Passage shown:
☆ ☆ ☆ ☆ ☆

From “What is a Markov Model” to “Here is how Markov Models Work”

Published in

HackerNoon.com

16 min readJan 29, 2017

To be honest, if you are just looking to answer the age old question of “what is a Markov Model” you should take a visit to Wikipedia (or just check the TLDR 😉), but if you are curious and looking to use some examples to aid in your understanding of what a Markov Model is, why Markov Models Matter, and how to implement a Markov Model stick around :) Show > Tell

TLDR: “In probability theory, a Markov model is a stochastic model used to model randomly changing systems where it is assumed that future states depend only on the current state not on the events that occurred before it (that is, it assumes the Markov property).
Source: https://en.wikipedia.org/wiki/Markov_model

Roadmaps are great! Check out this table of contents for this article’s roadmap 🚗

A. Intro To Markov Models 👶

1. Starter Sentence
2. Weighted Distributions
3. Special Additions
4. How a Markov Model Works
5. Full Example Summary

B. Further Markov Model Topics 😼

1. Larger Example
2. Distribution
3. Bigger Windows

C. Implementation - Python 🐍

1. Dictogram Data Structure
2. Hash Table Data Structure
3. Markov Model Structure
4. Parse Markov Model

D. Further Readings, Suggestions, Thoughts 💚

1. Applications
2. Further Reading
3. Final Thoughts

Intro To Markov Models (☝️ 🐠 ✌️ 🐠 ⭕️ 🐠 🌀 🐠)

1. Starter Sentence | Definitely the best way to illustrate Markov models is through using an example. In this case we are going to use the same example that I was also presented when learning about Markov Models at Make School.

☆ ☆ ☆ ☆ ☆

Stored data:
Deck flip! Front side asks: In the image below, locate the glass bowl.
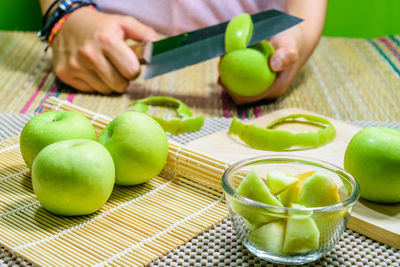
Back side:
[222,156,360,264]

☆ ☆ ☆ ☆ ☆

Aim: Decide whether each statement agrees with the Markov model article, answering yes or no and quoting the article's deciding words: 1. The article's implementation section uses Python. 2. The quoted definition says future states depend on events that occurred before the current state. 3. The starter sentence example was made up new for this article. Base your answers on the Markov model article and nothing else.

Answer to this exercise:
1. Yes: "Implementation - Python"
2. No: "future states depend only on the current state not on the events that occurred before it"
3. No: "the same example that I was also presented when learning about Markov Models at Make School"